Records to use:
──────────
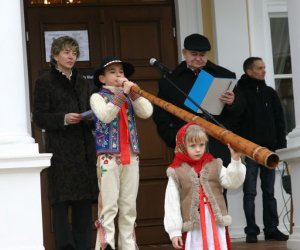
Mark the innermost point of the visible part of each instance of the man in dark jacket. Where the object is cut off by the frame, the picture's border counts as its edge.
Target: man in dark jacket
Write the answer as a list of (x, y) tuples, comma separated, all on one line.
[(195, 52), (61, 95), (261, 122)]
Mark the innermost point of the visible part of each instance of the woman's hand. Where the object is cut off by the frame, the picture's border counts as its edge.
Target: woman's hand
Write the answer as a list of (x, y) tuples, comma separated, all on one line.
[(72, 118), (177, 242)]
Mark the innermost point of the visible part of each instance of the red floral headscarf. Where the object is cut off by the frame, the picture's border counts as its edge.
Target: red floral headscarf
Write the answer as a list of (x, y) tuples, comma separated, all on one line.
[(181, 154)]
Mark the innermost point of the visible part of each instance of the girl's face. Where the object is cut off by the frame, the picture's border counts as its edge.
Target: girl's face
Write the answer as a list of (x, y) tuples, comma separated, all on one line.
[(111, 74), (66, 59), (195, 150)]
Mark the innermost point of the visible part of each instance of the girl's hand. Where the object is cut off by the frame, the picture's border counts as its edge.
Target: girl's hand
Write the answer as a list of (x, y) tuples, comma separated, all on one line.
[(177, 242), (234, 155)]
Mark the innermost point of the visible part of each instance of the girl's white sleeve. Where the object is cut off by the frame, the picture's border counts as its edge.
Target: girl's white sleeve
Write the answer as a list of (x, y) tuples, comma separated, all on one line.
[(233, 176), (104, 111), (172, 219)]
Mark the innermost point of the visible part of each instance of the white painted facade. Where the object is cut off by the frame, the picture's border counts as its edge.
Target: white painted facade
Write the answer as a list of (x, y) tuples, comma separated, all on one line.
[(241, 29)]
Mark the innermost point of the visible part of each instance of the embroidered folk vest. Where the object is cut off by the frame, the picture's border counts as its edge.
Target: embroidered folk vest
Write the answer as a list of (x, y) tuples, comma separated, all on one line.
[(189, 185), (108, 134)]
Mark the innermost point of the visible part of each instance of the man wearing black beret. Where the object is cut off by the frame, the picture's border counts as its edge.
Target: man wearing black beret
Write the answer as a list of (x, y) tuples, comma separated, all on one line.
[(195, 53)]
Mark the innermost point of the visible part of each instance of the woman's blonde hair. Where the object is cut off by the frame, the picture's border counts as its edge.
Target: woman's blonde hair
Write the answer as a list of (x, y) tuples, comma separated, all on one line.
[(195, 134)]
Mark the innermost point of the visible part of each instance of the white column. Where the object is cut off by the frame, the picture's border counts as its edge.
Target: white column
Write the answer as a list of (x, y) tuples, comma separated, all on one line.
[(20, 161), (294, 19), (14, 108), (292, 153)]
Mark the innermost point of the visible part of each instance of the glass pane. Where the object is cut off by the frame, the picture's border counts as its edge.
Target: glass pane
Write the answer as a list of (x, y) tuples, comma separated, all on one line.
[(284, 88), (60, 1), (280, 45)]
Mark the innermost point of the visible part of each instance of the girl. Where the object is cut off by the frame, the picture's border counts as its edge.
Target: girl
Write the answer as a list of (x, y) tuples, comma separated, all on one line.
[(195, 210)]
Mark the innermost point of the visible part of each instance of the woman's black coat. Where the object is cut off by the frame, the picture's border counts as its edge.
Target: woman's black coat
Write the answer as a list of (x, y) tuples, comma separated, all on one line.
[(72, 174)]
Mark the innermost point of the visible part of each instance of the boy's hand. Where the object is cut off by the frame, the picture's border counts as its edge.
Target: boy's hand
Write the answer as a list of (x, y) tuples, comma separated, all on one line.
[(127, 86), (177, 242), (234, 155)]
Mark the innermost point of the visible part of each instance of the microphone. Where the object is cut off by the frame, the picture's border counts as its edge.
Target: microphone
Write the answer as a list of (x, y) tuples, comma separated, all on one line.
[(160, 66)]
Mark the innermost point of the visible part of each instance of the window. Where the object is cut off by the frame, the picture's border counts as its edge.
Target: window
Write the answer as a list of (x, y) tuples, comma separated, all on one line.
[(282, 65)]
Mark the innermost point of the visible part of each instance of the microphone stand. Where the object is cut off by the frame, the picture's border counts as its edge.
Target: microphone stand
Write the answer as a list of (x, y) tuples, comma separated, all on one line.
[(204, 111)]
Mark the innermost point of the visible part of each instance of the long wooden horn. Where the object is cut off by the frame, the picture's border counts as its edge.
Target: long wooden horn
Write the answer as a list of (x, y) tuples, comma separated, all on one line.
[(260, 154)]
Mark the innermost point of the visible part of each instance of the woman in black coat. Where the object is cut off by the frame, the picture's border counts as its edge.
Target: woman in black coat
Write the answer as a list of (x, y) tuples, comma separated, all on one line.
[(59, 98)]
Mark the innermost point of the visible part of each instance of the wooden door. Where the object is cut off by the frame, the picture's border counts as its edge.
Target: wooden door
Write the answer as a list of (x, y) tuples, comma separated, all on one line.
[(136, 31)]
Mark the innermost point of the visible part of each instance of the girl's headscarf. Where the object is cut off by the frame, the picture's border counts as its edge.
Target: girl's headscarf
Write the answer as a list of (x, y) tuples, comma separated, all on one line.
[(181, 154)]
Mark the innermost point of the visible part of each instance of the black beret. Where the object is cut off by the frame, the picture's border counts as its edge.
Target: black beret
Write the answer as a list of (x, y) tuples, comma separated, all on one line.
[(196, 42)]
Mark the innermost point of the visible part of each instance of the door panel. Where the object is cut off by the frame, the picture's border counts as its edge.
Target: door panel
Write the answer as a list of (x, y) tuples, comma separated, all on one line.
[(136, 31)]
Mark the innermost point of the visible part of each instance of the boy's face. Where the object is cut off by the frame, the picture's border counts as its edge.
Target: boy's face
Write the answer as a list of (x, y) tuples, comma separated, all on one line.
[(195, 150), (111, 74), (66, 58)]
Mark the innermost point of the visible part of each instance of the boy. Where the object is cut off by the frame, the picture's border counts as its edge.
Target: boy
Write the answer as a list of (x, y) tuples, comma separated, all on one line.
[(118, 151)]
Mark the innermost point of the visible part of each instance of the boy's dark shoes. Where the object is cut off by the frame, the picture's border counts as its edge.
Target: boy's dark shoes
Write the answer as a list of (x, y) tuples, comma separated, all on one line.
[(251, 238), (276, 235)]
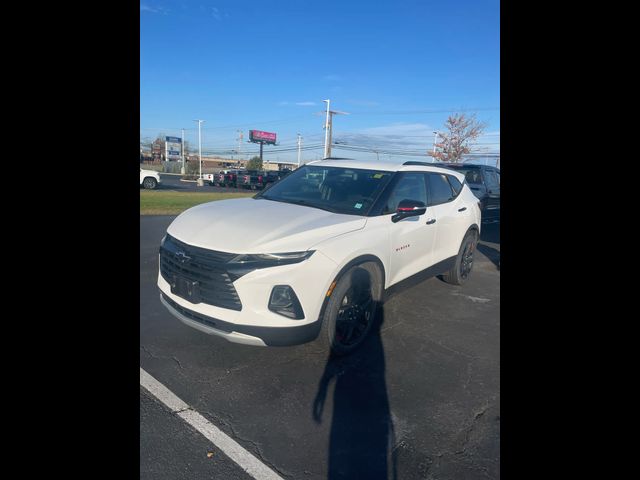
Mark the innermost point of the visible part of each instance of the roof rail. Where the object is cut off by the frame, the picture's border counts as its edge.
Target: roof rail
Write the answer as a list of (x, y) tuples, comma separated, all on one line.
[(413, 162)]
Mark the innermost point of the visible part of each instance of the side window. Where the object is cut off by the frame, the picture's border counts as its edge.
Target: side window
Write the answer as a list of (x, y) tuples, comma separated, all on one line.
[(409, 187), (474, 176), (492, 179), (455, 185), (439, 189)]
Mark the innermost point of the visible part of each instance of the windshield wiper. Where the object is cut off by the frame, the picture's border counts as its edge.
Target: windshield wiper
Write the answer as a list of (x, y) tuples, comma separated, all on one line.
[(304, 203)]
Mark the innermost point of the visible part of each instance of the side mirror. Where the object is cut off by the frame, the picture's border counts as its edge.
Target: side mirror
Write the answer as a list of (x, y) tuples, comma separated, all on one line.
[(409, 208)]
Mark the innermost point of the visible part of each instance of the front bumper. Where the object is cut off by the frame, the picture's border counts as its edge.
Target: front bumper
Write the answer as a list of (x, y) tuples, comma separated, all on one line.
[(255, 324), (245, 334)]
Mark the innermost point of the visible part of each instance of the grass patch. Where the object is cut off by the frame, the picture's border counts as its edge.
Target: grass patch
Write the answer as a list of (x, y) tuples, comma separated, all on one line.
[(158, 202)]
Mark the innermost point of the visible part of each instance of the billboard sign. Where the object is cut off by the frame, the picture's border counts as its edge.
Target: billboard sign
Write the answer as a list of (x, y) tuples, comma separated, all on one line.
[(264, 137), (173, 148)]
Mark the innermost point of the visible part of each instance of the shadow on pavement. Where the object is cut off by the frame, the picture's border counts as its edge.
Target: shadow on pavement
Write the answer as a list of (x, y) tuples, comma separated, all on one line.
[(362, 438), (490, 232)]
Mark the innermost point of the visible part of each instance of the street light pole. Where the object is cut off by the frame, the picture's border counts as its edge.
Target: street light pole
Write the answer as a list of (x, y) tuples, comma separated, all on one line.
[(182, 169), (200, 122), (435, 139), (327, 147)]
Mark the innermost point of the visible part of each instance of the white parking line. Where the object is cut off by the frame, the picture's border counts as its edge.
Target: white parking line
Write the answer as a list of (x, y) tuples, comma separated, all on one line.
[(222, 441)]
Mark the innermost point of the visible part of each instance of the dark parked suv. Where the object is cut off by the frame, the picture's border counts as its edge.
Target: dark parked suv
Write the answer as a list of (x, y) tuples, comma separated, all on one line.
[(484, 182)]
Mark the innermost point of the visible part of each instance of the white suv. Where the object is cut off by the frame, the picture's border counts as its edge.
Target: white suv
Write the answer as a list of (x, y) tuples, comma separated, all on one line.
[(311, 256)]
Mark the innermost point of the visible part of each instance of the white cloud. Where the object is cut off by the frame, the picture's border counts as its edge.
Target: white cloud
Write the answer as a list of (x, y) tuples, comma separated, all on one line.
[(153, 9)]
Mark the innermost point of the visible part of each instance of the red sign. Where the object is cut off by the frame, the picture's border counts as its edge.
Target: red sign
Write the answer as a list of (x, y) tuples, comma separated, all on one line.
[(260, 136)]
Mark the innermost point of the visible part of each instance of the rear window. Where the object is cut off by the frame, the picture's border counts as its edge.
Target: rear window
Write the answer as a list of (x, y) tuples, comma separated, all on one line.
[(439, 189), (455, 184), (472, 175)]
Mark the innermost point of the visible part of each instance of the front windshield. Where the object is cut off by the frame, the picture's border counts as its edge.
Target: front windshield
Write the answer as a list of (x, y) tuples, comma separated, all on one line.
[(336, 189), (472, 175)]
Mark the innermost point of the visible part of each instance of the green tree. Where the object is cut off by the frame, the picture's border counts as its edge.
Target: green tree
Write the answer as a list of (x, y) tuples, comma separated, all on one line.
[(254, 164), (454, 143)]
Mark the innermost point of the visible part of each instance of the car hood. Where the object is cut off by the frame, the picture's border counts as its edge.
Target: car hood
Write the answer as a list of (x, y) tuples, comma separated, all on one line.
[(248, 225)]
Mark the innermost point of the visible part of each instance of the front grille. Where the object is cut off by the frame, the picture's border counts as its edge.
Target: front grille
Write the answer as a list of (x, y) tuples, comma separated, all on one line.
[(204, 268)]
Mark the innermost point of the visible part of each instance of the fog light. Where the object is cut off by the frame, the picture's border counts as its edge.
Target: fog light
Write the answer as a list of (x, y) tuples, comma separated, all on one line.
[(284, 302)]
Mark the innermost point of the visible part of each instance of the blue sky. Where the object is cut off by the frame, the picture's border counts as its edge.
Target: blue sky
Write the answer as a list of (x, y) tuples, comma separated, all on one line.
[(396, 66)]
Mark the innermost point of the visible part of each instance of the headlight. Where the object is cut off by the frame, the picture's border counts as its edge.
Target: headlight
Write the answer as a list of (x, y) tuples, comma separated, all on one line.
[(271, 259), (284, 301)]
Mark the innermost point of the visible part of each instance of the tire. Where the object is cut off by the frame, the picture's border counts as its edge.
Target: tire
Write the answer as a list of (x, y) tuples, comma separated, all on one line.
[(461, 270), (352, 309), (149, 183)]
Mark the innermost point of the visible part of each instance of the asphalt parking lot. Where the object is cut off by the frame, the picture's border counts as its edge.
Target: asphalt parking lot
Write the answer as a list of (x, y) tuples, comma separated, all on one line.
[(419, 400), (174, 182)]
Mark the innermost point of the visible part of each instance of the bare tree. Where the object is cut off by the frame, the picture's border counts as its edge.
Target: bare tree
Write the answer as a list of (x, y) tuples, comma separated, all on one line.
[(454, 143)]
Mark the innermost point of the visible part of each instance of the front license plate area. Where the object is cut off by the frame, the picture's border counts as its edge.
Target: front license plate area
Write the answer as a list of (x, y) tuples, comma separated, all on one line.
[(185, 288)]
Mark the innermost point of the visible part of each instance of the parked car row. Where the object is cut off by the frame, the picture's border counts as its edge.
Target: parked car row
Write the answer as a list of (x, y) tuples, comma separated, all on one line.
[(484, 182), (250, 179)]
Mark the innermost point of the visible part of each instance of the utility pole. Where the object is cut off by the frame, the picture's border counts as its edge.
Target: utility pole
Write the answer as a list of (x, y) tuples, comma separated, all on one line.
[(239, 143), (182, 169), (435, 139), (328, 129), (327, 135), (200, 122)]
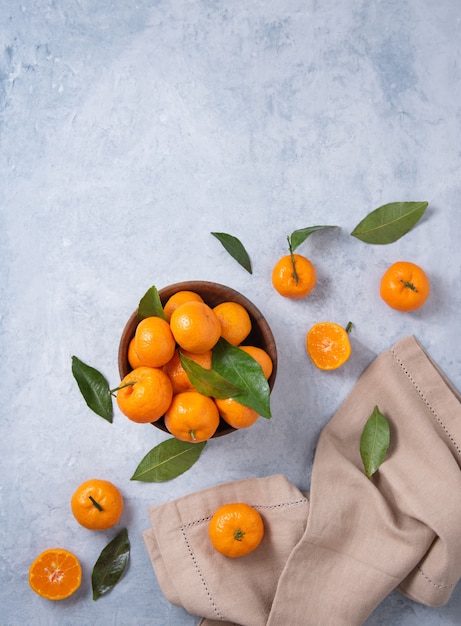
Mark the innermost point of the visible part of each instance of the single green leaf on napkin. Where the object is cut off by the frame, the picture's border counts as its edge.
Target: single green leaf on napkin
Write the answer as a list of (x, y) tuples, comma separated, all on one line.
[(94, 388), (298, 237), (207, 382), (111, 564), (374, 442), (240, 369), (168, 460), (389, 222), (150, 305), (236, 249)]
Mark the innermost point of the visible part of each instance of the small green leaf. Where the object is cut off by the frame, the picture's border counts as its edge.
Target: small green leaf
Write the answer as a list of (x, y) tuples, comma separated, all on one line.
[(389, 222), (94, 388), (168, 460), (150, 305), (240, 369), (208, 382), (374, 442), (235, 248), (111, 564), (299, 236)]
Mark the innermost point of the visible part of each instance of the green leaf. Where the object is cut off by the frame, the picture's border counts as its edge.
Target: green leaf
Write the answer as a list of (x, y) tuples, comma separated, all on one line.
[(150, 305), (235, 248), (299, 236), (208, 382), (389, 222), (111, 564), (243, 371), (374, 442), (168, 460), (94, 388)]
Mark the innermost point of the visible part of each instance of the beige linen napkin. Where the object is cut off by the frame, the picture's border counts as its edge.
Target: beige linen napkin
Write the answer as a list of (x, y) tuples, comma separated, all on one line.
[(363, 538)]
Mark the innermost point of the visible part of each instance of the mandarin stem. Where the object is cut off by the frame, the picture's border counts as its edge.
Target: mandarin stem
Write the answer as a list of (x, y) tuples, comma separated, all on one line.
[(406, 283), (295, 275), (112, 391), (96, 503)]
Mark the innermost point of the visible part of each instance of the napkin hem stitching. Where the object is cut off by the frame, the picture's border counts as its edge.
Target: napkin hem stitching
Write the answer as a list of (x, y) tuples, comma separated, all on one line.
[(426, 402), (200, 573), (434, 584)]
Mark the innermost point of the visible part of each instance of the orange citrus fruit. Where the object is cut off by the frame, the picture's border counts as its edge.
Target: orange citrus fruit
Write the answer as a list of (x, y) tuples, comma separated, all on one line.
[(154, 342), (192, 417), (294, 276), (97, 504), (235, 322), (180, 297), (195, 326), (235, 414), (55, 574), (177, 374), (405, 286), (144, 394), (261, 357), (328, 345), (133, 358), (236, 529)]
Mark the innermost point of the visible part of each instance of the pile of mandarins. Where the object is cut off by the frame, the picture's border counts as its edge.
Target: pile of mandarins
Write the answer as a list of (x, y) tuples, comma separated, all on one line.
[(158, 386)]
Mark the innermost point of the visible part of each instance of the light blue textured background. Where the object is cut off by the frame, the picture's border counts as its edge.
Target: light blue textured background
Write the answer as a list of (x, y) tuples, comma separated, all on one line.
[(128, 132)]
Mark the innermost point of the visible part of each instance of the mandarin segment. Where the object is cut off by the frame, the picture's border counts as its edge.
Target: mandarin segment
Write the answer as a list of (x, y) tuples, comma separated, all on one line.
[(236, 529), (55, 574), (195, 327), (235, 322), (328, 345), (144, 394)]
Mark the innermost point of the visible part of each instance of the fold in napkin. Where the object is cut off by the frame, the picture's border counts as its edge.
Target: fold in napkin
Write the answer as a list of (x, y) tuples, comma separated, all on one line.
[(332, 557)]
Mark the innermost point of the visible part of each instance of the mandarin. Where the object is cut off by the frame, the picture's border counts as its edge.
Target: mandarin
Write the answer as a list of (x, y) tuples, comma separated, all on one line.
[(55, 574), (405, 286), (97, 504), (144, 394), (235, 322), (154, 342), (236, 529), (178, 298), (294, 276), (261, 357), (328, 345), (192, 417), (195, 327)]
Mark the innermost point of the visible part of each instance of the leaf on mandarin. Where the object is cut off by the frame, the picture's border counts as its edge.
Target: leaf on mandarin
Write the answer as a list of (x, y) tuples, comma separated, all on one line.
[(111, 564), (243, 371), (169, 459), (150, 305), (235, 248), (389, 222), (374, 442), (94, 388), (207, 382), (299, 236)]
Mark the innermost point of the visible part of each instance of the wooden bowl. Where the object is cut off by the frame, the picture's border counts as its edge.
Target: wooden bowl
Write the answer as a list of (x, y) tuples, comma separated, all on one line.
[(213, 294)]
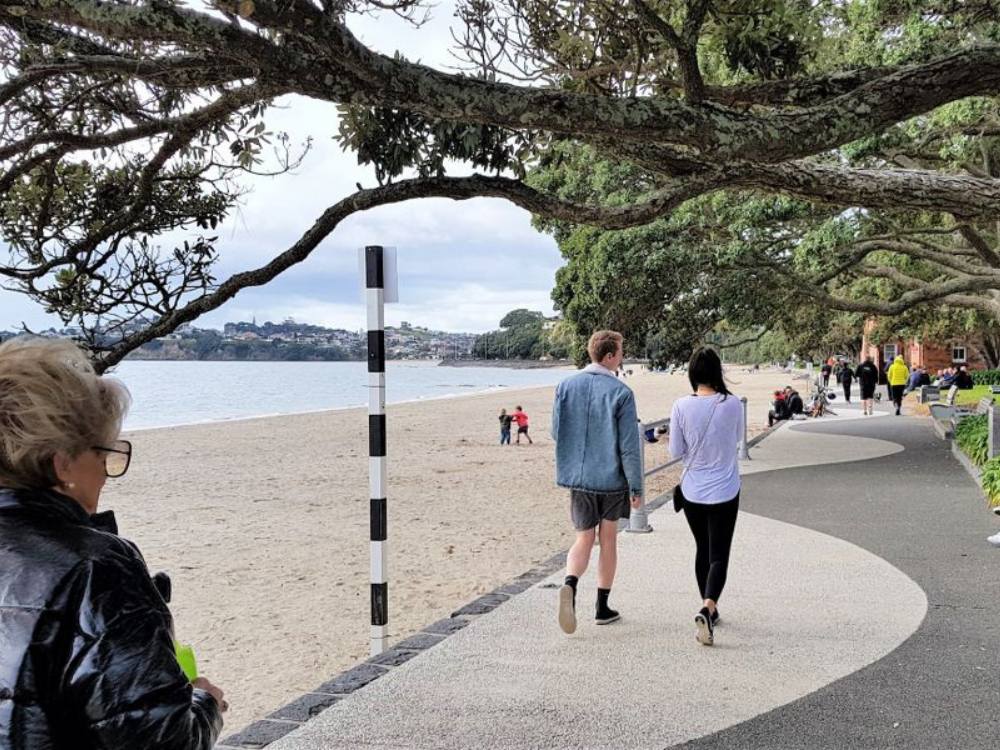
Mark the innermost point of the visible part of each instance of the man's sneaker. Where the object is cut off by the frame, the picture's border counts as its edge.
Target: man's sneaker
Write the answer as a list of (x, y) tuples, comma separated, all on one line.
[(567, 608), (705, 634), (606, 616)]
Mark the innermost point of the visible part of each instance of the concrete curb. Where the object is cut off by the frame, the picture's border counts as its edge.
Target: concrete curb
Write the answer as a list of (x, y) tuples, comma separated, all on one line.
[(974, 471), (293, 715)]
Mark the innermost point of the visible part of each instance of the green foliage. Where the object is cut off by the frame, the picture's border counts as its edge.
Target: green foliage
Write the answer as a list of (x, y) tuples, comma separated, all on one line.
[(985, 377), (522, 337), (971, 435), (990, 479), (521, 317), (394, 141)]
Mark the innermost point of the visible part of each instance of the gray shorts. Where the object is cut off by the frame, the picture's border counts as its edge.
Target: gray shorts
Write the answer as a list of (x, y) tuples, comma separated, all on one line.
[(588, 509)]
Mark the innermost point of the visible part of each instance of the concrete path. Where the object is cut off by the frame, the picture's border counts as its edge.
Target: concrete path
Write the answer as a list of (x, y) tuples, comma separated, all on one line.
[(823, 590)]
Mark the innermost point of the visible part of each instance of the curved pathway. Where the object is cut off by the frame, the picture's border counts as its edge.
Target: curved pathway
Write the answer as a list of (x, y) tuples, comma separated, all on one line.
──────────
Set task:
Rewrite the records as a JSON list of strings, one string per line, starting with the line that contains "of the parked" and going on through the line that contains "[(484, 182), (250, 179)]", both included. Leave out blank lines.

Right answer:
[
  "Mark the innermost point of the visible part of each instance of the parked car row. Where the object is cut off by the frame, the picture's border counts as its edge.",
  "Target: parked car row",
  "Write the answer as a list of (x, y) tuples, comma separated, all on one line.",
  "[(484, 182), (250, 179)]"
]